BEGIN Source text

India’s growth rate is slipping, inflation remains high and its infrastructure is creaking. Reforms are sorely needed.
Policy paralysis is the root cause of India’s current malaise – and not just at the highest level. Frustration is growing throughout the corporate sector and across the capital markets, where deals are bogged down due to excessive regulation, while essential reforms have stalled.
This report looks at some of the fixes needed to get the country’s markets – and the broader economy – back on track.
The foreign exchange market provides the clearest indication that India needs to restore confidence after a series of scandals and policy missteps. A 25% plunge against the US dollar may help India’s exporters, but it does nothing to ease the old problem of inflation. The rupee looks to have finally found some support, but a sudden rebound looks unlikely.
The bond market, a perennial disappointment for India’s bankers, needs major surgery if it is ever to ease the burden on the country’s overstretched banking sector. Recent moves suggest that its shortcomings have finally been noticed at the top level, but it will take a serious regulatory overhaul to transform the rupee debt capital markets from their current position. India needs to allow more investors – domestic and foreign – to participate, and push companies to diversify away from bank loans.
Lenders, for their part, need to break the habit of rolling over bad debts and stop supporting companies that have outlived their economic lives. However, that is a tall order without some kind of reliable bankruptcy framework to allow banks to recover losses in the event of defaults. As it stands, extending maturities is a lender’s best shot.
India’s equity markets, too, are in need of a lift. The government’s ambitious plans to float more shares in its public companies is, ultimately, the right course of action, but talk of multi-billion rupee selldowns creates a heavy burden on already weak markets. India needs to manage its own expectations, instead of forcing these deals through at too-high prices or trying to time the top of the market.
There is much to be done, but there is also reason for hope. India’s borrowers continue to enjoy a strong following in the overseas loan markets – albeit from very different sources than two years previously – and a recent flurry of US-dollar bond sales was an important vote of confidence in the country’s financial institutions.
Swift action does not come naturally to India, which is known for its excessive red tape. If the events of the last 12 months, however, have finally convinced policymakers that these problems urgently need to be addressed, India may yet emerge stronger.

END Source text

▶ _What is being asked_: Summarize the text on India's economy and markets in two sentences.

BEGIN Listed records

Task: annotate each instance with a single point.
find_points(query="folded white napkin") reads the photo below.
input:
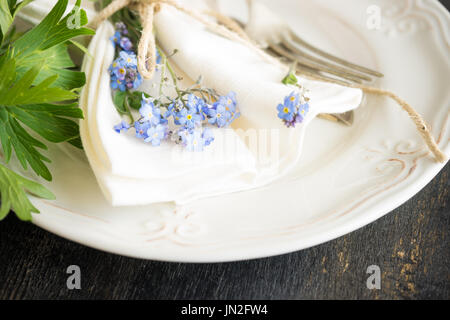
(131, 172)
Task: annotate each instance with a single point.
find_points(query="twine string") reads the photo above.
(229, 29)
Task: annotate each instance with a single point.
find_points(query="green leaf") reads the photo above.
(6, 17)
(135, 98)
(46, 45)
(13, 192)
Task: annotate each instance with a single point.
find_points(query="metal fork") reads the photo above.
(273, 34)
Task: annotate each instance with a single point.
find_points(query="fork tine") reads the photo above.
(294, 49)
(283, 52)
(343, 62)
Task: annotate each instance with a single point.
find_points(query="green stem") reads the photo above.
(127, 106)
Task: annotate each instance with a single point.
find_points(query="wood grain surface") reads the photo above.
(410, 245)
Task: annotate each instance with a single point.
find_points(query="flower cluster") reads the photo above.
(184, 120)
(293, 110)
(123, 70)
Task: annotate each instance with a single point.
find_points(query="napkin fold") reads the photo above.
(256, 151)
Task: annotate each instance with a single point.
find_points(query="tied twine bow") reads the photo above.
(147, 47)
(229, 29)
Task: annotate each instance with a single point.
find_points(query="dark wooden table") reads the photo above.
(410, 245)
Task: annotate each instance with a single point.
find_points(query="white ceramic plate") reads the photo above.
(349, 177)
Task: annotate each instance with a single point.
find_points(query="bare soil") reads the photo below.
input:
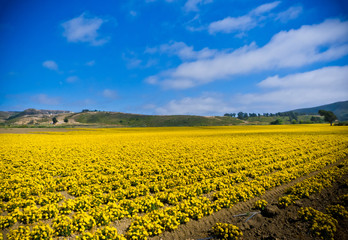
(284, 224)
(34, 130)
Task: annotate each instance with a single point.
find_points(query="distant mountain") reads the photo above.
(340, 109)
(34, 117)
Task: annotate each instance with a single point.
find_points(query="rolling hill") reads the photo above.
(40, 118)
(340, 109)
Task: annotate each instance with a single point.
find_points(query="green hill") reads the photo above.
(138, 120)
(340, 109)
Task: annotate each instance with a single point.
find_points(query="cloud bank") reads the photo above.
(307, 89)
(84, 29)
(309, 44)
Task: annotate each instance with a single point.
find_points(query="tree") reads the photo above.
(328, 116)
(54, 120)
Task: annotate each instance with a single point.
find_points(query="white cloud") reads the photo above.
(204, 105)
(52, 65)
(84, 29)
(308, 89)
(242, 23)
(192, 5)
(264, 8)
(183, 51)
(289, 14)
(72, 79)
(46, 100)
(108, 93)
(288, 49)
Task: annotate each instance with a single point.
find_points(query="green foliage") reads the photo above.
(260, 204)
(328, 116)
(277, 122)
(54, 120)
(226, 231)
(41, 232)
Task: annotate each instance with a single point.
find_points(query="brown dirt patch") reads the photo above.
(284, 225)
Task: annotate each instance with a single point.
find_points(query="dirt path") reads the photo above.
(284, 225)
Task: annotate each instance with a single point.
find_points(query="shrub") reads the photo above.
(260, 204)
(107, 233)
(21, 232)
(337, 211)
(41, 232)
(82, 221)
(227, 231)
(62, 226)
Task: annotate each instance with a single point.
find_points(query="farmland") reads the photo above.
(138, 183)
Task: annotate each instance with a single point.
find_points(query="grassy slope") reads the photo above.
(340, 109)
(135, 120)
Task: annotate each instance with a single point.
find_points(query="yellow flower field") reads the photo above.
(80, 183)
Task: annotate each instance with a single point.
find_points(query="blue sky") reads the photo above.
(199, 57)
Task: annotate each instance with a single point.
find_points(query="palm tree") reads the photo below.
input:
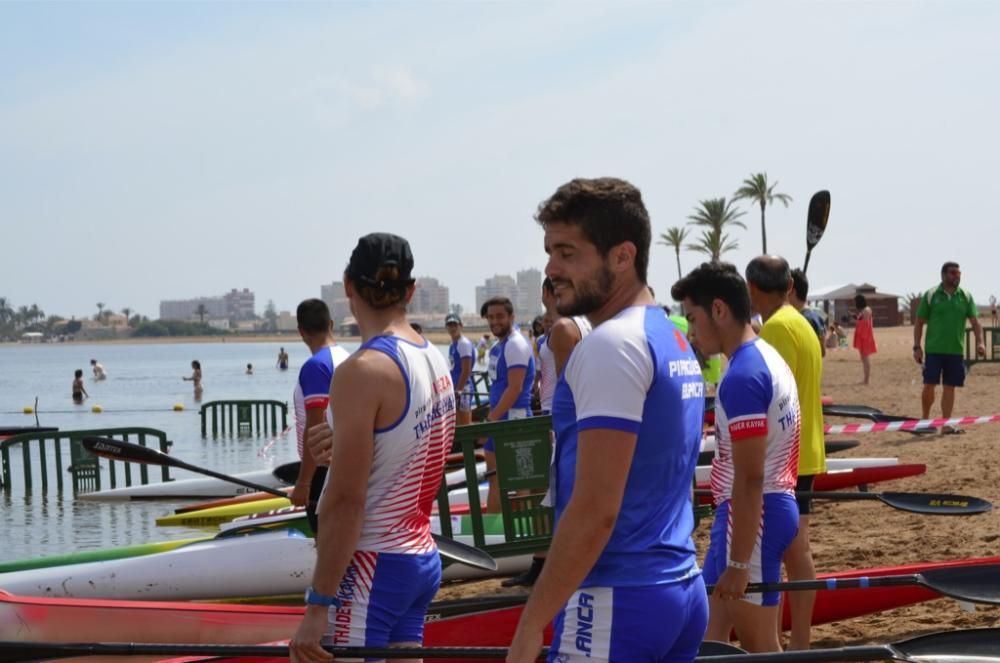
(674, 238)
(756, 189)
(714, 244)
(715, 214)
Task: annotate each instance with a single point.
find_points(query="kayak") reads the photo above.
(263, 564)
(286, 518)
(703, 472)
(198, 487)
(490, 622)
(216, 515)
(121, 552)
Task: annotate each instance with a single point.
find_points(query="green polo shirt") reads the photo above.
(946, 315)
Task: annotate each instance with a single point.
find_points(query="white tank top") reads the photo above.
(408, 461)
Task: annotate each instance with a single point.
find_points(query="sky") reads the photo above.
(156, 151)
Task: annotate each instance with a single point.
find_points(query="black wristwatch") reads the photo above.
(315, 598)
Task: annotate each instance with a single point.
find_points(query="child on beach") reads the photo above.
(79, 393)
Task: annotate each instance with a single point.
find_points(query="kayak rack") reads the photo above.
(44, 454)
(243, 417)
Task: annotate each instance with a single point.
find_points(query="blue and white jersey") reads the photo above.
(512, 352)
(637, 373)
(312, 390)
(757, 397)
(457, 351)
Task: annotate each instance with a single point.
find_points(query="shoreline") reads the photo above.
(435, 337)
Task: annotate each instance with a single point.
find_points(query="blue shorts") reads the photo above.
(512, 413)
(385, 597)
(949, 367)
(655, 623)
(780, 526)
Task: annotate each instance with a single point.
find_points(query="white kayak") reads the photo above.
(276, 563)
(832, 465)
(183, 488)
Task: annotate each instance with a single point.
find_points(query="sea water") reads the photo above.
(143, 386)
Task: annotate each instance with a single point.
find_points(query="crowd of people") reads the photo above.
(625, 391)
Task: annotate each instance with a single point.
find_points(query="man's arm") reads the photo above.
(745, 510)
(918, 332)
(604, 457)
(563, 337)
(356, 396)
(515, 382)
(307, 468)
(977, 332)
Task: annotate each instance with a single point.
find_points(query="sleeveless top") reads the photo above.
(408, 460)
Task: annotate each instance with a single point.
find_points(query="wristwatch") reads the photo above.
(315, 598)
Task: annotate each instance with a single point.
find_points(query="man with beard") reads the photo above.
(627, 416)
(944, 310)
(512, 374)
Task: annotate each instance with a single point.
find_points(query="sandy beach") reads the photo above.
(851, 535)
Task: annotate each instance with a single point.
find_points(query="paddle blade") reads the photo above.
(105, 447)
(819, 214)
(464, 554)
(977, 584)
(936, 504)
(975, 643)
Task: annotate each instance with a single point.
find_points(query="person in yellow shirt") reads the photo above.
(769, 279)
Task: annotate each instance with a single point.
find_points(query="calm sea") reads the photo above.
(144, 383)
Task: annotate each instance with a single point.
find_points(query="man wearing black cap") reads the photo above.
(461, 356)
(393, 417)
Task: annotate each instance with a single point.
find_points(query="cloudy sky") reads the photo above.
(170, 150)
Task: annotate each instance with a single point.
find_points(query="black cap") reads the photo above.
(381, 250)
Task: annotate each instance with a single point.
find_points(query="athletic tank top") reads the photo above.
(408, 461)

END Listed records
BEGIN Listed records

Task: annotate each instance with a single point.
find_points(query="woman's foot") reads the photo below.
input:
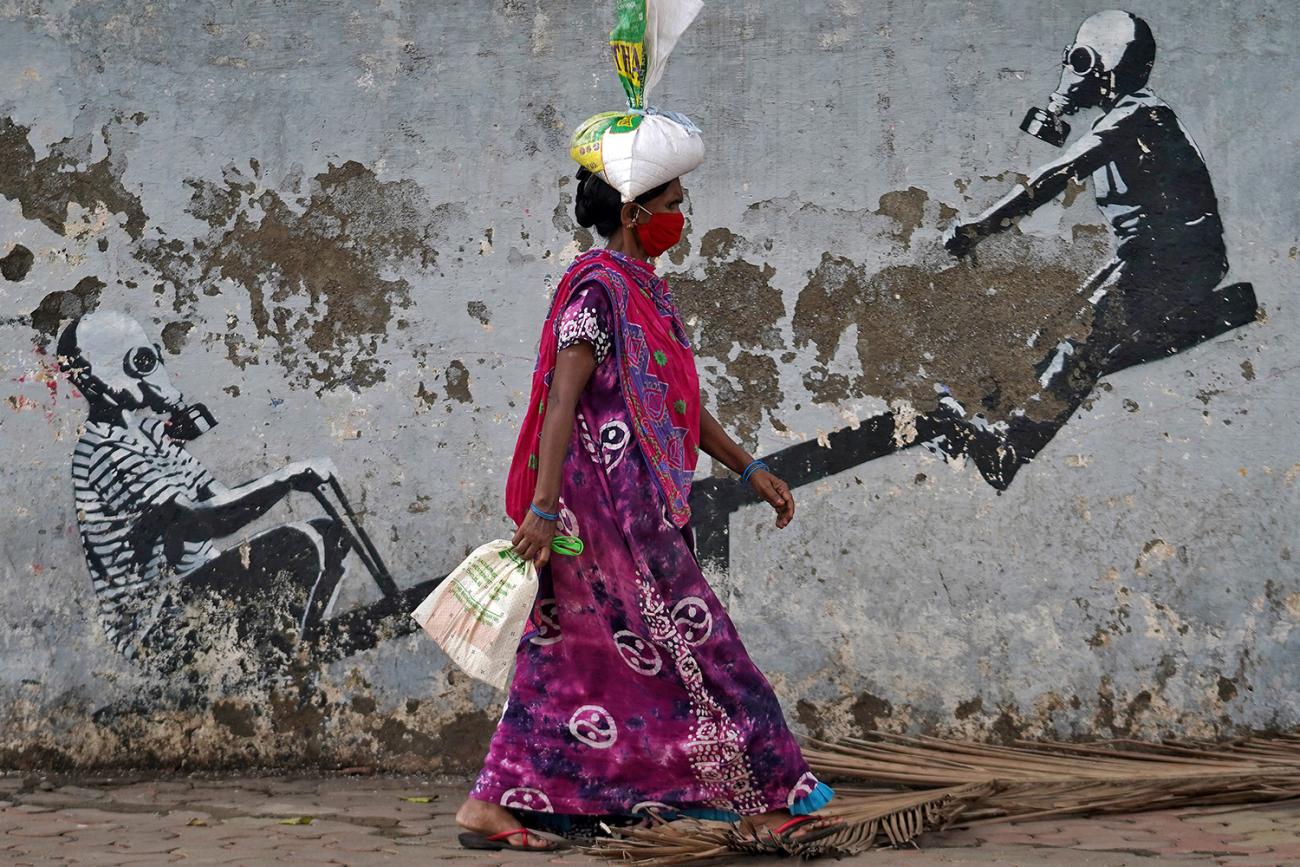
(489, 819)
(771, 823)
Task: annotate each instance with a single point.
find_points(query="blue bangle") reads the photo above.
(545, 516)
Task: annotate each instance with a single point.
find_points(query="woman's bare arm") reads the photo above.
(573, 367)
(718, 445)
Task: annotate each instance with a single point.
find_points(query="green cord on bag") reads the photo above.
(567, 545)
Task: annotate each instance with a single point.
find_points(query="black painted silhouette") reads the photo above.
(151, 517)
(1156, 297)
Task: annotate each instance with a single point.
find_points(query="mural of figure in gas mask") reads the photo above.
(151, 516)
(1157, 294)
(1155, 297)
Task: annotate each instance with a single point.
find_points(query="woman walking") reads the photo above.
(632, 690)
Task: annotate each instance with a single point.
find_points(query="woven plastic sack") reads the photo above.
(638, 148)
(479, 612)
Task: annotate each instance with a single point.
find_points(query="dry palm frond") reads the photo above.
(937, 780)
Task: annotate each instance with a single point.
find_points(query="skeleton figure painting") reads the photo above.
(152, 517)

END Listed records
BEGIN Listed records

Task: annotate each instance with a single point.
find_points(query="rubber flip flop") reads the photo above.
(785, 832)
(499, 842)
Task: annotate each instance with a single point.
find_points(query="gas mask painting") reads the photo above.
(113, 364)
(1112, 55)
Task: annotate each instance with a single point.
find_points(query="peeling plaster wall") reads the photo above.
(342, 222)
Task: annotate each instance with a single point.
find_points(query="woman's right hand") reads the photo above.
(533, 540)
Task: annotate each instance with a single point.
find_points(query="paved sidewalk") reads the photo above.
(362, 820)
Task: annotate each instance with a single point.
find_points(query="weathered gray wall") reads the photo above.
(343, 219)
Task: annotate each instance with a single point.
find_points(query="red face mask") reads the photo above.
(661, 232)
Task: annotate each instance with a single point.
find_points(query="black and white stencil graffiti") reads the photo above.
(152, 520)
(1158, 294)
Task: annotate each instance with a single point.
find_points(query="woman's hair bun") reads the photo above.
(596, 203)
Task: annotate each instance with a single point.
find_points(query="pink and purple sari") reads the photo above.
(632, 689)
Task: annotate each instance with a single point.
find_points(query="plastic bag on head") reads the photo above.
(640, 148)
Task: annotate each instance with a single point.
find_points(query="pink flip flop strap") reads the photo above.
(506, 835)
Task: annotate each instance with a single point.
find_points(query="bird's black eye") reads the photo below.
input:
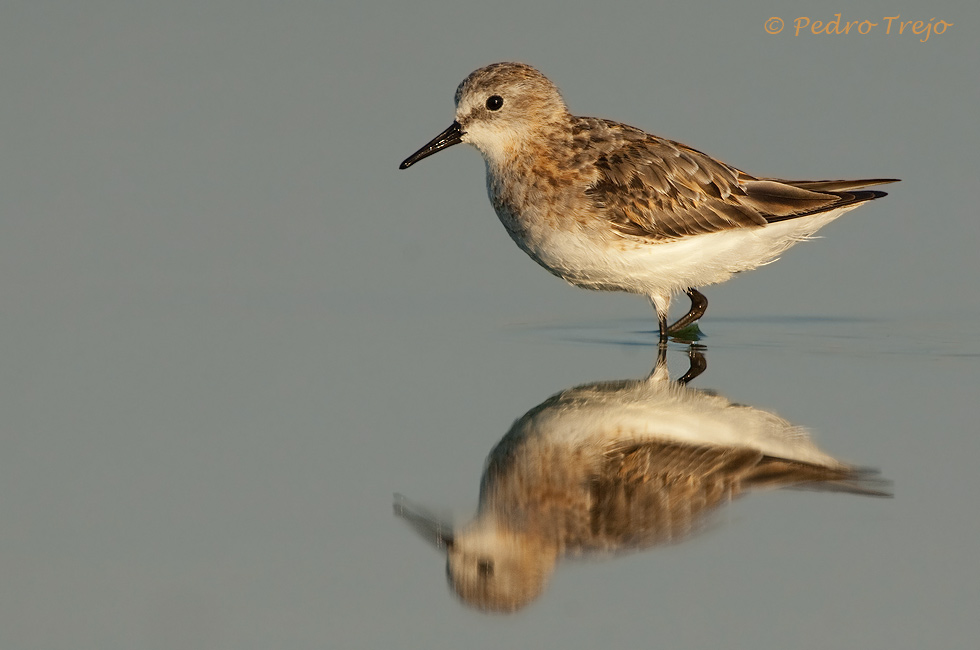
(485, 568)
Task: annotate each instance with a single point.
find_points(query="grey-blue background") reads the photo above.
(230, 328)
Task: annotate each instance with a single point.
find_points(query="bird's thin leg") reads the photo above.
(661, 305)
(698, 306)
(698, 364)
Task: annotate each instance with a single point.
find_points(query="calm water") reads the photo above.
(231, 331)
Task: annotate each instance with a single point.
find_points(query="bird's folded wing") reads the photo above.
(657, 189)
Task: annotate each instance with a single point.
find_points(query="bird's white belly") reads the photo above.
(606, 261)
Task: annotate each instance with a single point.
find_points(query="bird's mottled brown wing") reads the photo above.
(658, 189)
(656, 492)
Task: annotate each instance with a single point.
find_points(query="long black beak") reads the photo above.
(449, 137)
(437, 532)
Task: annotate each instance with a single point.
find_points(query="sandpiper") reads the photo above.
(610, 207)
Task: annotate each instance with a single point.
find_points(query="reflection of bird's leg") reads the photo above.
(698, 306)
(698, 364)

END Listed records

▶ _Result of the exercise_: India's growth is slowing and inflation remains high, while policy paralysis has stalled reforms and left its currency, bond, lending and equity markets needing fixes such as wider bond-market participation, a bankruptcy framework and realistically priced share sales. There is still reason for hope, since Indian borrowers keep strong support in overseas loan markets and recent US-dollar bond sales showed confidence in its financial institutions, so India may yet emerge stronger if policymakers act urgently.